--- START ---

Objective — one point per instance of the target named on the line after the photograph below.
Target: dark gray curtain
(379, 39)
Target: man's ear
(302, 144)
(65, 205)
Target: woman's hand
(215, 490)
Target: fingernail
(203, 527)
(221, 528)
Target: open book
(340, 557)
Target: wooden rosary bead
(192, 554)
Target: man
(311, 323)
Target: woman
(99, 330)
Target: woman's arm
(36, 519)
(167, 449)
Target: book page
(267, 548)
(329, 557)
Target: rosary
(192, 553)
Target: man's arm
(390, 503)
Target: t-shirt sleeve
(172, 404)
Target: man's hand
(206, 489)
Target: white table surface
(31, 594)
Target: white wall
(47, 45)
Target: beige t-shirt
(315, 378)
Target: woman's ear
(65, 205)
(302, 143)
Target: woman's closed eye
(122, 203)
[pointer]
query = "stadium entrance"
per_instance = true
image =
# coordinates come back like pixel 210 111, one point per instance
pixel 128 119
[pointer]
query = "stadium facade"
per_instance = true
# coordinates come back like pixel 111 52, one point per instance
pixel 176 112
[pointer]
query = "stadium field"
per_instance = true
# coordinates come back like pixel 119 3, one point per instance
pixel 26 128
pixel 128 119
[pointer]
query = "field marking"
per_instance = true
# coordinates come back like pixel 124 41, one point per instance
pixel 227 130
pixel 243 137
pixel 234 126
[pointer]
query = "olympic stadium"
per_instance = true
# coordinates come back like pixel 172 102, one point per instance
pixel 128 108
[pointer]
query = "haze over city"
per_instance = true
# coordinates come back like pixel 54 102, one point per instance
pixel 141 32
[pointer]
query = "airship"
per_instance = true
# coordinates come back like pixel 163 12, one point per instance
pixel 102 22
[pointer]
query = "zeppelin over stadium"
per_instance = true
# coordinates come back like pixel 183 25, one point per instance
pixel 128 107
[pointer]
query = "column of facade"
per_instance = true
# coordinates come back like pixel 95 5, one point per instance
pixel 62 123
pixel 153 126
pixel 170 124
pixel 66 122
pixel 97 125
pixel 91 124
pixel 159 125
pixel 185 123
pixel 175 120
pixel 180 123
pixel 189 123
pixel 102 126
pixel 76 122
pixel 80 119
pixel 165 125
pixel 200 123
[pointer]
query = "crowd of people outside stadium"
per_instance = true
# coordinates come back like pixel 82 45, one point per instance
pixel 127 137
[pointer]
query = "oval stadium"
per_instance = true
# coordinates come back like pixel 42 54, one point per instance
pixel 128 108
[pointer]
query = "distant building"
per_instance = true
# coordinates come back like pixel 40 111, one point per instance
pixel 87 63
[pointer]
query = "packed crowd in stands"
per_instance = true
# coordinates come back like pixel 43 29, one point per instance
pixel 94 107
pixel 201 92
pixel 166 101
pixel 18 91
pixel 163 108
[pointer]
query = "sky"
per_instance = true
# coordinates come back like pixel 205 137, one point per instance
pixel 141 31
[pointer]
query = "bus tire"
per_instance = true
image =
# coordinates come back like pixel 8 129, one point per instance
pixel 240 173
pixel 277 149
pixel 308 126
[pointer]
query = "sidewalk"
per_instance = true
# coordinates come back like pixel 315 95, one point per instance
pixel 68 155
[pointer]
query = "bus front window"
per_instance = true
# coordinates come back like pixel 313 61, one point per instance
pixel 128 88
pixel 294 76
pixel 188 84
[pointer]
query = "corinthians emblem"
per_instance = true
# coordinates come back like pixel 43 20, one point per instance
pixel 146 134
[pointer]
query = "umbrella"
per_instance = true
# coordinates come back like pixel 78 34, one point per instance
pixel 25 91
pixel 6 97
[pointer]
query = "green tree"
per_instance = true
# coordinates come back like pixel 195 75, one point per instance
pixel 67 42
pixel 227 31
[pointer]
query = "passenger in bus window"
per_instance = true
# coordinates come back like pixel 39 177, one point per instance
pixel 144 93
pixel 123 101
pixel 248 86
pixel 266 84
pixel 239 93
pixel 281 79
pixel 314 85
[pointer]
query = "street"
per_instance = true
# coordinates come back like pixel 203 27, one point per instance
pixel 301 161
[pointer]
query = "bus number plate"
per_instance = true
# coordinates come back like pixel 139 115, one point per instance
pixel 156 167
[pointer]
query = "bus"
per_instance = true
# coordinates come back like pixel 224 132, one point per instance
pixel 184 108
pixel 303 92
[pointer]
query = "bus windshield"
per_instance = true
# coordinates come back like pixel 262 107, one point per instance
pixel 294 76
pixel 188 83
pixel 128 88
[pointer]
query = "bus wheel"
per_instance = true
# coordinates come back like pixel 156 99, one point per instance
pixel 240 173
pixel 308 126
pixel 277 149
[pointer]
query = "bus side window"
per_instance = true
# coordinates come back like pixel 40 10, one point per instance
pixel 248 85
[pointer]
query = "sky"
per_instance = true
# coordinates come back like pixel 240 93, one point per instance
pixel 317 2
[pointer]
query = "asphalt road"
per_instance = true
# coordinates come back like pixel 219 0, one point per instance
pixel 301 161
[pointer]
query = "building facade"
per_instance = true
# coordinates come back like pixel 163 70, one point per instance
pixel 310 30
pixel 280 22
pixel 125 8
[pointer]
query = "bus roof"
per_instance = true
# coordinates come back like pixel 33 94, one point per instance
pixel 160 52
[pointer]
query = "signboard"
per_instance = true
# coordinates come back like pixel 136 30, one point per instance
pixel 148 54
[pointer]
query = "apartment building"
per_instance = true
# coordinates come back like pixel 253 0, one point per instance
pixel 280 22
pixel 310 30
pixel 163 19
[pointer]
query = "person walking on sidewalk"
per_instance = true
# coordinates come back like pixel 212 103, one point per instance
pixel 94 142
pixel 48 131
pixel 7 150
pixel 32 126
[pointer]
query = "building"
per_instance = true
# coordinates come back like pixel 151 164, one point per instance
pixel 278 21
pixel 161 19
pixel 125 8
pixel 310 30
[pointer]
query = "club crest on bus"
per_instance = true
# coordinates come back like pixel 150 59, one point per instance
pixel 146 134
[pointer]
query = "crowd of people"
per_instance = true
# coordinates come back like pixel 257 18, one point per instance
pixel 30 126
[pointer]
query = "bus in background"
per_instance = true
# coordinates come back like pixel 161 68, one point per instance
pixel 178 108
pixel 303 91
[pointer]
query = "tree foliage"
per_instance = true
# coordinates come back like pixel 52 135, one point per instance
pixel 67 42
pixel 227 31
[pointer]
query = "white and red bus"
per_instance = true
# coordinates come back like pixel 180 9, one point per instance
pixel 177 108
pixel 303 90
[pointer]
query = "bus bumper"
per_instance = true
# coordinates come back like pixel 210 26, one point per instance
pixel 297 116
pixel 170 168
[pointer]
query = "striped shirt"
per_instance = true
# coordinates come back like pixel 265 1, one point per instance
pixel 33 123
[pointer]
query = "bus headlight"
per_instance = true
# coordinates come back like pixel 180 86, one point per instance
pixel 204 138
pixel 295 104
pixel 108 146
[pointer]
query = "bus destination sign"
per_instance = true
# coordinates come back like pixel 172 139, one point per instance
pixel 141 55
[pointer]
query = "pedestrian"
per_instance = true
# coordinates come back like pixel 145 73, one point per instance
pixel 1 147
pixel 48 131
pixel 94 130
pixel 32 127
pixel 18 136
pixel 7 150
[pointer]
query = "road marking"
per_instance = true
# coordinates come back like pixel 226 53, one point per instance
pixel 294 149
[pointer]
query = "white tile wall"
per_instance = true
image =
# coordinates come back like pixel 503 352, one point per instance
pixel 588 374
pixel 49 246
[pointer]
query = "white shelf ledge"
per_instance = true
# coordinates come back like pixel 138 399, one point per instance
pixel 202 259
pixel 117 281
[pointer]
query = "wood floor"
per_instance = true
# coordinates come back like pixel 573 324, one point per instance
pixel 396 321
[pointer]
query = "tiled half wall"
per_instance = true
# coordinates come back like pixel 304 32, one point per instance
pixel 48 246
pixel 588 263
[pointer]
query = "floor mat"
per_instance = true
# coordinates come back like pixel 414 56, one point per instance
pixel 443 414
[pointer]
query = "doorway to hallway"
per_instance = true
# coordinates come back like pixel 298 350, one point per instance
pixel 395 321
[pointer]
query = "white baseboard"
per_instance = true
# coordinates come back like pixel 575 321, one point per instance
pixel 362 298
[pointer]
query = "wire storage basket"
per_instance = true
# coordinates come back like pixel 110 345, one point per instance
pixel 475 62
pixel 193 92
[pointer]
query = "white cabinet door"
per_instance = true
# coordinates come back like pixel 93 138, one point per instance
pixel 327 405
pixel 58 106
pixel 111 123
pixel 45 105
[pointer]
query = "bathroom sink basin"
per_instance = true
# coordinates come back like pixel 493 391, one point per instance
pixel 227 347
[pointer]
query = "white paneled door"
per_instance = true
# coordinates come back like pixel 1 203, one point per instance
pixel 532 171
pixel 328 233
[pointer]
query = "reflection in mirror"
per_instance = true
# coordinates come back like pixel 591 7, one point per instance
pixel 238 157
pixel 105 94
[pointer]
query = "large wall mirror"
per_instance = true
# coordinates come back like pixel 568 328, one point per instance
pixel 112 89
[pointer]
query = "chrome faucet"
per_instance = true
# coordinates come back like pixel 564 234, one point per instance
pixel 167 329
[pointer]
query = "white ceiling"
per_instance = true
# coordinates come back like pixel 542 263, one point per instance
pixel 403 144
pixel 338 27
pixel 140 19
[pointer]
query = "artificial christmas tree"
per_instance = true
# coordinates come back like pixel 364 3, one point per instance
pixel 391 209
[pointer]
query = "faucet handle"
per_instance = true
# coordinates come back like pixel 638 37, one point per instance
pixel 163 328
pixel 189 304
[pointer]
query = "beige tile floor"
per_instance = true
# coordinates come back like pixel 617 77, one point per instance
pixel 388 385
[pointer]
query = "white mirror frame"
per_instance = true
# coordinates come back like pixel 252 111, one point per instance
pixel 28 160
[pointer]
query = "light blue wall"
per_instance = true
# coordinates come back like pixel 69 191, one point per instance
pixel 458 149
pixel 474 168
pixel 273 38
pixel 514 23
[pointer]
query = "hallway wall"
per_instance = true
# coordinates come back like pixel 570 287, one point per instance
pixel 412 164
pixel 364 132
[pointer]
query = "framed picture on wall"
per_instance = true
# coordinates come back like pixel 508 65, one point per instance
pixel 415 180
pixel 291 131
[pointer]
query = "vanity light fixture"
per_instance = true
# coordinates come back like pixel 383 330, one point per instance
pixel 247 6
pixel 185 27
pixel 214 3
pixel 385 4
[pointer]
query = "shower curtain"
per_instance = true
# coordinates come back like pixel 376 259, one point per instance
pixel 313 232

--- END ---

§ **WHAT TO PRODUCE**:
If a line in the records above has the word "floor", copy it.

§ **TASK OUTPUT**:
query = "wood floor"
query = "floor mat"
query = "beige tile floor"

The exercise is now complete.